OK. Let's try a different--but similar--example. Throw a tennis ball
against a wall. From the instant the ball contacts the wall until the
instant it leaves the wall, it is being accelerated in a direction away
from the wall. This, even though the velocity is positive--but
decreasing--as it continues on towards the wall, and negative (ie, away
from the wall)--but increasing--as it heads away from the wall.
The differences between the two examples is that the ball is a
non-linear spring/mass system, while the piston approximates sinusoidal
motion.
> This assumption is why I cannot understand the previous assertion
> "acceleration is highest at TDC" that started this thread. At the
> instant of transition from upward deceleration to downward
> acceleration and while the piston has no velocity at
> the instant of time that it is at TDC how can this instant be the
> point of maximum acceleration......?
Let's try to find where the acceleration is _zero_. Acceleration is
defined to be the change in velocity (ft/sec, m/sec, etc) in a unit of
time (usually sec). A favorite of Camaro drivers: "my car does 0-60 MPH
in 7.2 secs." Here we have a change in velocity (60 MPH final velocity
minus 0 MPH start velocity equals delta-velocity of 60 MPH). We also
have a time span (7.2 secs). So this car can, at average, change its
velocity 8.3 MPH per second. A more standard form would be to work the
units around so both "time" parameters are the same. That is, "X miles
per second per second," or "X miles per second squared," or "X miles /
sec^2 ." OK. Where is the piston's velocity "changing characteristics."

--*--

__GIVEN TASK A__.
Answer these questions from the passage on acceleration:
(i) What kind of system does it call the ball?
(ii) How many seconds does the Camaro take to go from 0 to 60 MPH?
(iii) By how much can that car change its velocity per second, on average?
The rows have no connection to the passage on acceleration.

__Rows from a data source__.

--*--

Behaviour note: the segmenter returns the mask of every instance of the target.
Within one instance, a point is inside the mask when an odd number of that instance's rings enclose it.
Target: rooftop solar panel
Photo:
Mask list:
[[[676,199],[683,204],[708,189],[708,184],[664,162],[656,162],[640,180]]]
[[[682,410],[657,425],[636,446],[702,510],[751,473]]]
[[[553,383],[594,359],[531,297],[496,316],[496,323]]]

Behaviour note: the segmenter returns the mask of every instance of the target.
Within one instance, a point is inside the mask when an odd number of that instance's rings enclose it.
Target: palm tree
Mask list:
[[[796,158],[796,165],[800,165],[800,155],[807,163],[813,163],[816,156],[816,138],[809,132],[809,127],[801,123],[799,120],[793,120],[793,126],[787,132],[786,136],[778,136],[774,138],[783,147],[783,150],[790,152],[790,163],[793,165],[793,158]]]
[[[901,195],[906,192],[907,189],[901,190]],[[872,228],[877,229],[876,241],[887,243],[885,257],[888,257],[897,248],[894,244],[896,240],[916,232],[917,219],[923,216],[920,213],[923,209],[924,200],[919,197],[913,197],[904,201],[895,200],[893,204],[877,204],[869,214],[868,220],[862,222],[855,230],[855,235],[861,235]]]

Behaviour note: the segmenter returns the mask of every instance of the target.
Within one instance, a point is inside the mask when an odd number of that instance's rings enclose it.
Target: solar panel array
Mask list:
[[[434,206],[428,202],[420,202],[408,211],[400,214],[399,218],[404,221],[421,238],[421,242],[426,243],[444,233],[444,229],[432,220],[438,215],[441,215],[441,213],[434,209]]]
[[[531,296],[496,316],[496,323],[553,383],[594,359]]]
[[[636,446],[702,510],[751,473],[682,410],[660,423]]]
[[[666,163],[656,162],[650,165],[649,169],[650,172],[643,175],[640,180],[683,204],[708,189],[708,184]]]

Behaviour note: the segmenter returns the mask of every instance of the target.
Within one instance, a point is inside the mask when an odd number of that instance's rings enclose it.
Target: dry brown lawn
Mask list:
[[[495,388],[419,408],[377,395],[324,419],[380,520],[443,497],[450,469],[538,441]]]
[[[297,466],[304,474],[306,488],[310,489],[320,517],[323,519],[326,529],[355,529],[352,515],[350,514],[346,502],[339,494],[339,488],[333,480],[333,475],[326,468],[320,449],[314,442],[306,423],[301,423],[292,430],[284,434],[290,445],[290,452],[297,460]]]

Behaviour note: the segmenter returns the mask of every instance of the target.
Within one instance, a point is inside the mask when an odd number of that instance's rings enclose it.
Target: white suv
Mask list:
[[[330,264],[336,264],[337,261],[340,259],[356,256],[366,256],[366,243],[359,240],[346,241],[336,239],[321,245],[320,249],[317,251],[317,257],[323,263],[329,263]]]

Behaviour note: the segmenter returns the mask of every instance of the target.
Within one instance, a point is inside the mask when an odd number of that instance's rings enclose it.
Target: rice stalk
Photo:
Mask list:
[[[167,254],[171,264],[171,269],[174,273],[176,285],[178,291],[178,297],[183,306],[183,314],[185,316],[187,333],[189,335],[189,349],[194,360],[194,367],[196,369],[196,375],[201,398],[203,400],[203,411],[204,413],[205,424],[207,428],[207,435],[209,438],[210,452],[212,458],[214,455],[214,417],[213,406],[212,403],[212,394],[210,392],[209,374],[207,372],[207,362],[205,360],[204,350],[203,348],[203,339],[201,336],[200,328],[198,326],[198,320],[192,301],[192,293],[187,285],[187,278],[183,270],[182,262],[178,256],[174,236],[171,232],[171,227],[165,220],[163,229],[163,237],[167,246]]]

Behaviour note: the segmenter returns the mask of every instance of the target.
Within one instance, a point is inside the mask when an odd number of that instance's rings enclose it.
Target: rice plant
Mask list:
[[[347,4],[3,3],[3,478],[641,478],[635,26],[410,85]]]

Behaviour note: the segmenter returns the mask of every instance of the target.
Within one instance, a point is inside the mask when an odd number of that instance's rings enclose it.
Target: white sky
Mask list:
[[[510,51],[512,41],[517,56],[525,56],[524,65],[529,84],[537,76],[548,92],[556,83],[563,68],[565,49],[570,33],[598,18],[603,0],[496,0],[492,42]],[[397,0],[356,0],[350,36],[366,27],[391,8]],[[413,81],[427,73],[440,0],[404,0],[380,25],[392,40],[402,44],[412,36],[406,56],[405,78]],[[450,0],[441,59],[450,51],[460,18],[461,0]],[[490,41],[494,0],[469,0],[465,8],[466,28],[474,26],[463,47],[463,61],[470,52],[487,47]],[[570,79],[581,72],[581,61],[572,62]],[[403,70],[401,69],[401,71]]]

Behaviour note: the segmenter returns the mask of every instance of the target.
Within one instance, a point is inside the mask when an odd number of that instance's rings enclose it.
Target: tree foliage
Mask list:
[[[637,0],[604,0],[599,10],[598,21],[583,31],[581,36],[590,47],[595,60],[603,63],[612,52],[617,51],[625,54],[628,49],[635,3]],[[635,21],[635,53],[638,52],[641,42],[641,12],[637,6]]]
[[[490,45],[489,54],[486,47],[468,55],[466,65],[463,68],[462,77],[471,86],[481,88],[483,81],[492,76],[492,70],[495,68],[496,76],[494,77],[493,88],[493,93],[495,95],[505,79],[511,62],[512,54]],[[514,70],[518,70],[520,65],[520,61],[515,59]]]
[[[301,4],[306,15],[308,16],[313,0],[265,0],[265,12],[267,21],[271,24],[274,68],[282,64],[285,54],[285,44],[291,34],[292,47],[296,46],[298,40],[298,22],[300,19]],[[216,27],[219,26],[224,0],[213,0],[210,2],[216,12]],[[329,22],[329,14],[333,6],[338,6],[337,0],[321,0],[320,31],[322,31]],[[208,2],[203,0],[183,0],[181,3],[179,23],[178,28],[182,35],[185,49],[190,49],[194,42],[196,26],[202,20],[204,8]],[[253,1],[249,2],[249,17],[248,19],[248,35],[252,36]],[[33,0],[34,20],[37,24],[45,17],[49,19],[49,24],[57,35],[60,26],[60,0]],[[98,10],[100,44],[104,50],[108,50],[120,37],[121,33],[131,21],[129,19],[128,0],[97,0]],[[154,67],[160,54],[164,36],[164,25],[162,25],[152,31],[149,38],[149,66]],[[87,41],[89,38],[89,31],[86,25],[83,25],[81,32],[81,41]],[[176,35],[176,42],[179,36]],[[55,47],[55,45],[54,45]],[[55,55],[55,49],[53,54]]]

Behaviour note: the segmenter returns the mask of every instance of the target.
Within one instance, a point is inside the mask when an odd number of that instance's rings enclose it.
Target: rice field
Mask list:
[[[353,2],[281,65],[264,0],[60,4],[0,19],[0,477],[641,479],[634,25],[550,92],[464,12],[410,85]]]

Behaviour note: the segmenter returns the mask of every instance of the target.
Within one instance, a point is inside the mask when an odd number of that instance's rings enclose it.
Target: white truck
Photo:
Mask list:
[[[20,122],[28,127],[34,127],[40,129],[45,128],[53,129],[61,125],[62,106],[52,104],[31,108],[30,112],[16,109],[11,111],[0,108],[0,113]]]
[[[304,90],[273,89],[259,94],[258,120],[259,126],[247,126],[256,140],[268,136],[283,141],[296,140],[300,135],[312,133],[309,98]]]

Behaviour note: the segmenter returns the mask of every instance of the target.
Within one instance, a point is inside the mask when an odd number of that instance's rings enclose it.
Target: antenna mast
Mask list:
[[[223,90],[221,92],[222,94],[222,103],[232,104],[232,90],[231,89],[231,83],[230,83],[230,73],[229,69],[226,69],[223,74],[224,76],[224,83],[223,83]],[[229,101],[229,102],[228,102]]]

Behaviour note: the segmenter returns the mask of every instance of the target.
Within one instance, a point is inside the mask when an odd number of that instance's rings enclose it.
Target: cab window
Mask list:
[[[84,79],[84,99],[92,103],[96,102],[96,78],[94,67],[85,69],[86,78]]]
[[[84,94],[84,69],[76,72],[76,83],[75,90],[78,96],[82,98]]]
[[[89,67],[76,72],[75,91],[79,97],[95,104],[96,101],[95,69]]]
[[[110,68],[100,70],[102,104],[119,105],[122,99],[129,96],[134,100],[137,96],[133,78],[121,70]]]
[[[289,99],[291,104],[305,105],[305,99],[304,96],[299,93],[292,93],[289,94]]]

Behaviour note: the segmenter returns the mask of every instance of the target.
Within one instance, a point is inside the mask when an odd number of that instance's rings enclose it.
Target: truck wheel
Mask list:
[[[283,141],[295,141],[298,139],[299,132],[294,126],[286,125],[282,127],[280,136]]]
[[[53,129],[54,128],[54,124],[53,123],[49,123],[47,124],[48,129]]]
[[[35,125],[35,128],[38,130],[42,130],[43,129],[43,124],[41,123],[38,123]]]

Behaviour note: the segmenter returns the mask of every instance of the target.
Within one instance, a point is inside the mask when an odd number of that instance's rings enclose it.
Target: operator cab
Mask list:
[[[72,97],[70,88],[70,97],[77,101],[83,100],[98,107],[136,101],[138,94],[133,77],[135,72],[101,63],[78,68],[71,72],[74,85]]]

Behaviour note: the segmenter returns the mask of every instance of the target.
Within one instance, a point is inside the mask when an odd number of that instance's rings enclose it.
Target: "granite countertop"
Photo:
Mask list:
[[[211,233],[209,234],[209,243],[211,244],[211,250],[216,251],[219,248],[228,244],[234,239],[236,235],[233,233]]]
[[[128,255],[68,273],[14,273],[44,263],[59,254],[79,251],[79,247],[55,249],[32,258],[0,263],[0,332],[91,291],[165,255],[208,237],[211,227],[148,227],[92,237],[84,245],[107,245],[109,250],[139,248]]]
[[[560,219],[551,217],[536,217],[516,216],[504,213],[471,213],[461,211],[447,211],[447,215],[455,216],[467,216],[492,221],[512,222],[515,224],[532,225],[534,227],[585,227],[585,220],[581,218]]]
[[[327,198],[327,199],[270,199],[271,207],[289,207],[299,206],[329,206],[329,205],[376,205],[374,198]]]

--*--

__GIVEN TASK B__.
Return, unchanged, the stretch of the rows from their first line through the line that contains "[[[682,410],[657,425],[636,446],[702,510],[751,473]]]", with both ends included.

__EXERCISE RESPONSE A__.
(i) A non-linear spring/mass system
(ii) 7.2 seconds
(iii) 8.3 MPH per second

__EXERCISE RESPONSE B__.
Behaviour note: the segmenter returns the mask of every instance of the target.
Within one instance, a point is inside the mask when an odd number of that instance's rings enclose it.
Target: rooftop solar panel
Photo:
Mask list:
[[[676,199],[683,204],[708,189],[708,184],[664,162],[656,162],[640,180]]]
[[[682,410],[657,425],[636,446],[702,510],[751,473]]]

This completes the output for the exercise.